┌────────
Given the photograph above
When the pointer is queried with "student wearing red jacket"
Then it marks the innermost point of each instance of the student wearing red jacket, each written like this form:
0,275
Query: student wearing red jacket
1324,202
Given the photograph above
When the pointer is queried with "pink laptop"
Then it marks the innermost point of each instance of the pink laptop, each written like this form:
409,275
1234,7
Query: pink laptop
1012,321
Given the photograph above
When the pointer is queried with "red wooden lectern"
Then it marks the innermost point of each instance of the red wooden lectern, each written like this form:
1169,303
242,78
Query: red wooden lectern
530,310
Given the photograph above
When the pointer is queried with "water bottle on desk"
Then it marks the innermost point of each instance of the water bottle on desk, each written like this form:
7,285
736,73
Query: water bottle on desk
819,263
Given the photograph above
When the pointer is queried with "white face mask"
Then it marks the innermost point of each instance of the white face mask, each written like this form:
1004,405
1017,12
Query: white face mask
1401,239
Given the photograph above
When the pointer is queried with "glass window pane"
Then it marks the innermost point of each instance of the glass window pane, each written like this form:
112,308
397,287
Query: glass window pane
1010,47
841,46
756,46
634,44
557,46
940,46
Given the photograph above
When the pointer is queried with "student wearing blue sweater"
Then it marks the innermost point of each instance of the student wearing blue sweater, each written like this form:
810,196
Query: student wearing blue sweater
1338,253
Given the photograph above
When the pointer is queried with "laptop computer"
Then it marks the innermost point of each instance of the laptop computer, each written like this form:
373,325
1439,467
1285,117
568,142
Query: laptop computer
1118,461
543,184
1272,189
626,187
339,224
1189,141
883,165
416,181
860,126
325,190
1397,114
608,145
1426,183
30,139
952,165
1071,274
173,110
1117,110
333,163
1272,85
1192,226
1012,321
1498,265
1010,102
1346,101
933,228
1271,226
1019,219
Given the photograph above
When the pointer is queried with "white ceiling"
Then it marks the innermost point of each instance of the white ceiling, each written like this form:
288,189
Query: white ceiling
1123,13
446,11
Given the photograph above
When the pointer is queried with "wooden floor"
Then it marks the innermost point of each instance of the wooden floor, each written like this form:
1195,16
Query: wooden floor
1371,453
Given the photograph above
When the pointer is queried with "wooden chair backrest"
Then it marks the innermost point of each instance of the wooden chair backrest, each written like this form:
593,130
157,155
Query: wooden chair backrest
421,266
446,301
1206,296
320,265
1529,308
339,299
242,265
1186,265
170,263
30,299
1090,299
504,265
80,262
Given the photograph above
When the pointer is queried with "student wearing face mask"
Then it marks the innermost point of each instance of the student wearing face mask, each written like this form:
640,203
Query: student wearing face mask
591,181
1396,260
└────────
WHAT TO DO |
Each entry above needs to be duplicated exactly.

COMPLETED TASK |
Given the photograph above
When the pointer is queried with "student wearing red jacket"
Then it marks the innermost point of each instance of the student wearing red jacket, each written like this form:
0,275
Query: student wearing red jacket
1324,202
Given the photograph above
When the pointer is queried with "pink laptop"
Then it marks the innermost point of each instance of the pink laptop, each written like this form:
409,275
1234,7
Query: pink laptop
1012,321
Given the photograph above
When the pointer is queried with "red wooden lectern"
Then it marks the innermost point of each instance of the red wooden lectern, each written like this form:
1169,303
242,78
Query: red wooden lectern
530,310
Given the photograph above
When the pointer is queried with "water bottle on desk"
Then it marks the innermost point of each instance of the water bottle on desk, each written like this form:
7,285
736,73
Query: water bottle on desk
819,263
Given the photograph above
When the pointer is queried with "white face mask"
Then it marks the innermost point of each instance of the white face mask, each written like this form:
1004,405
1017,12
Query: white face mask
1401,239
Given the photograph above
When the pointer is queried with "glass window pane"
Then it marks the innermost point of each instance of the glass window pane, each written like this form:
112,308
397,287
Query: glass window pane
1010,47
841,46
756,46
634,44
557,46
940,46
Given the photograph above
When the pointer is queried with "student wearing blue sweater"
Then it marks the innermost point of each instance of the student wearing blue sweater, each written like this form:
810,196
Query: student wearing blue sweater
1338,253
Given the photograph above
When the pointer is queried with "laptop computer"
Then it marks the innermost point of each instance of the laptop computer, each written like this form:
373,325
1439,467
1285,117
568,142
Query: laptop computer
1118,461
543,184
1272,189
626,187
339,224
1189,141
883,165
416,181
860,126
325,190
1397,114
608,145
1426,183
30,139
952,165
1071,274
173,110
1117,110
333,163
1272,85
1192,226
1012,321
1498,265
1010,102
1346,101
933,228
1271,226
1019,219
Given the photograph above
When the pointer is queried with "white ceiling"
Then it marks the innermost point of each instance of the white ceiling, each written like this form:
288,189
Query: white ceiling
1123,13
446,11
Given the photograph above
When the pointer is queried with "wooden floor"
Then it marks the innermost point of each instance of the wooden floor, each written like this form:
1195,16
Query: wooden floor
1371,453
Given the photograph above
When the pointer is queried with "wooden chair backrest"
Then it marks the innermost point of each instance of the wooden chair backrest, each written like this form:
593,130
157,155
Query: wooden chair backrest
421,266
446,301
1206,296
320,265
1529,308
339,299
242,265
1186,265
170,263
30,299
1090,299
504,265
80,262
Given the photograph above
When the pointer is queried with "student wearing face mask"
Then it marks the innermost point of each instance of the student wearing face mask, each written like this form:
640,203
Query: student wearing face mask
591,181
1396,260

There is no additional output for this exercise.